Source:
- - - - - - -
Page:Monselet - Petits mémoires littéraires, 1885.djvu/133

Le texte de cette page a été corrigé et est conforme au fac-similé.
125
petits mémoires littéraires

plus large et plus philosophique. C’était un art absolument élevé dans le naturel. Ramenant sur lui les pans de sa longue redingote noire, la tête blanche, redressée et dominante, le geste sobre, grave, précis, Delsarte rendait saisissante l’action du poète. Car il y a des moments où La Fontaine est plus qu’un fabuliste et atteint aux plus hautes régions de la poésie. Delsarte était monté dans ces régions-là sans effort, par la seule puissance d’un génie fait de réflexion et d’étude.
- - - - - - -
Les consignes:
• 1. Pour chacun des énoncés suivants, indiquez par oui ou par non s'il concorde avec l'extrait sur Delsarte, et citez à l'identique les mots de l'extrait qui tranchent. (a) Delsarte portait une longue redingote noire. (b) Delsarte parvenait aux hautes régions de la poésie au prix d'un grand effort. (c) L'extrait présente La Fontaine comme n'étant jamais autre chose qu'un fabuliste.
• 2. Repérez et recopiez chaque ligne des enregistrements qui contient la chaîne « television », en respectant la casse.
L'extrait et les enregistrements proviennent de sources distinctes.

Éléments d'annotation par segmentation
- - - - - - -
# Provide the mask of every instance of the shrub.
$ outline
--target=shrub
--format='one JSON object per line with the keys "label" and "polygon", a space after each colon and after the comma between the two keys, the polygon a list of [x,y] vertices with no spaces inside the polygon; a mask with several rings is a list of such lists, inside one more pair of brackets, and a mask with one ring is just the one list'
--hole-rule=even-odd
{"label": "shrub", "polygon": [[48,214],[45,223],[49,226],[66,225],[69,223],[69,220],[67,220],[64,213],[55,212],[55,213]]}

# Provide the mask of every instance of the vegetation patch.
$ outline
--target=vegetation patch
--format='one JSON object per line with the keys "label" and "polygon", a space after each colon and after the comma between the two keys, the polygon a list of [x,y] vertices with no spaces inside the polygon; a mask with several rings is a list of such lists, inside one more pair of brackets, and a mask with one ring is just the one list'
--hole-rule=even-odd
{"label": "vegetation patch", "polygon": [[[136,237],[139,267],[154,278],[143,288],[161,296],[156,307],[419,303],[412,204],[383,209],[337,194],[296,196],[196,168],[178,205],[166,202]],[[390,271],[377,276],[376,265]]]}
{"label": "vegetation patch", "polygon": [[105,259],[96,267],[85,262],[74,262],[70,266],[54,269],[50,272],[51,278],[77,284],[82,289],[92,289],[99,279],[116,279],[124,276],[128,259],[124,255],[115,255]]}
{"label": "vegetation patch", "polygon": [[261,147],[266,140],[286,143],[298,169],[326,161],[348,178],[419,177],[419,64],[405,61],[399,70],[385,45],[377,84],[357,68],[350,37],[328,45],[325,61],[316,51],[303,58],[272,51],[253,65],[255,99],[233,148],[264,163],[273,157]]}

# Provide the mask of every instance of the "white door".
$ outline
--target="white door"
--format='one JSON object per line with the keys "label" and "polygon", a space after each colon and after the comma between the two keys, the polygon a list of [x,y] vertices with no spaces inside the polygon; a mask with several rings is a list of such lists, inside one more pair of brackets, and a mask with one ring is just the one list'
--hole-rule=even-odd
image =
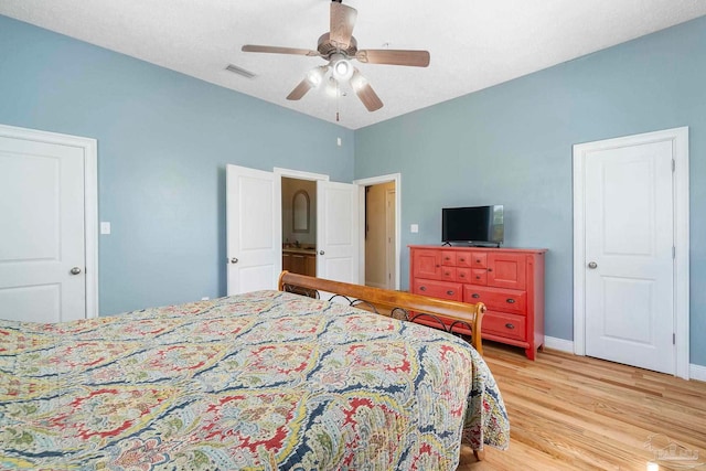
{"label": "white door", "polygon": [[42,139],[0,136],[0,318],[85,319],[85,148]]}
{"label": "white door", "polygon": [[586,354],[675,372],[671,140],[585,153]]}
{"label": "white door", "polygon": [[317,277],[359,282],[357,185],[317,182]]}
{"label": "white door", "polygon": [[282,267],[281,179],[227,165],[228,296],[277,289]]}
- - - - - - -
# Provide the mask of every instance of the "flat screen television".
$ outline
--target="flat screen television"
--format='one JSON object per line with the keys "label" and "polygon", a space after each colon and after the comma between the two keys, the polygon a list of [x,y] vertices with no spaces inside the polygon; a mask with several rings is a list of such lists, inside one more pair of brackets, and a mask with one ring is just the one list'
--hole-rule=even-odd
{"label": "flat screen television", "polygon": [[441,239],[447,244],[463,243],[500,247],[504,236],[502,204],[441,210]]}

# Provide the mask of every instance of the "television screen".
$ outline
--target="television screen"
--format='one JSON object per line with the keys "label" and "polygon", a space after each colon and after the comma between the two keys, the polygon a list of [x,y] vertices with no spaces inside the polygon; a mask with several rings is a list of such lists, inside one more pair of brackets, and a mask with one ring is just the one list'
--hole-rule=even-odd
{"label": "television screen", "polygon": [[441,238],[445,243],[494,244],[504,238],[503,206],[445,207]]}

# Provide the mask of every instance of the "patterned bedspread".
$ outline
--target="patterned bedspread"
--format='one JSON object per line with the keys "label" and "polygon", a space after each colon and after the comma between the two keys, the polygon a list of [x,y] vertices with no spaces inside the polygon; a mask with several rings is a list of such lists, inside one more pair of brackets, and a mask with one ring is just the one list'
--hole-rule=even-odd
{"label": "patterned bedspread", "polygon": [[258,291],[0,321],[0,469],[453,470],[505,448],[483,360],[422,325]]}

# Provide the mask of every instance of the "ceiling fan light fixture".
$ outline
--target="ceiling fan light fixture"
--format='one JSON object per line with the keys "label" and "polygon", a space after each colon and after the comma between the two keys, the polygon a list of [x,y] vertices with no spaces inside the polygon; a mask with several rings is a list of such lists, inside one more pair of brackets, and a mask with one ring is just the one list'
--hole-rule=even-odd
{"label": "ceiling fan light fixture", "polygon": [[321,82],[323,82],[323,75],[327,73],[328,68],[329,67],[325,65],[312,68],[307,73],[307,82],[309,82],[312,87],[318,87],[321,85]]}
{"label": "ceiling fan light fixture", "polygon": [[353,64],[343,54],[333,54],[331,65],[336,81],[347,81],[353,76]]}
- - - - - - -
Réponses fournies:
• 1.
(a) Oui : « Ramenant sur lui les pans de sa longue redingote noire »
(b) Non : « Delsarte était monté dans ces régions-là sans effort »
(c) Non : « il y a des moments où La Fontaine est plus qu’un fabuliste »

• 2.
# Provide the mask of every instance of the "flat screen television".
--target="flat screen television"
{"label": "flat screen television", "polygon": [[441,239],[447,244],[463,243],[500,247],[504,236],[502,204],[441,210]]}
# Provide the mask of every instance of the "television screen".
--target="television screen"
{"label": "television screen", "polygon": [[441,238],[445,243],[494,244],[504,238],[503,206],[445,207]]}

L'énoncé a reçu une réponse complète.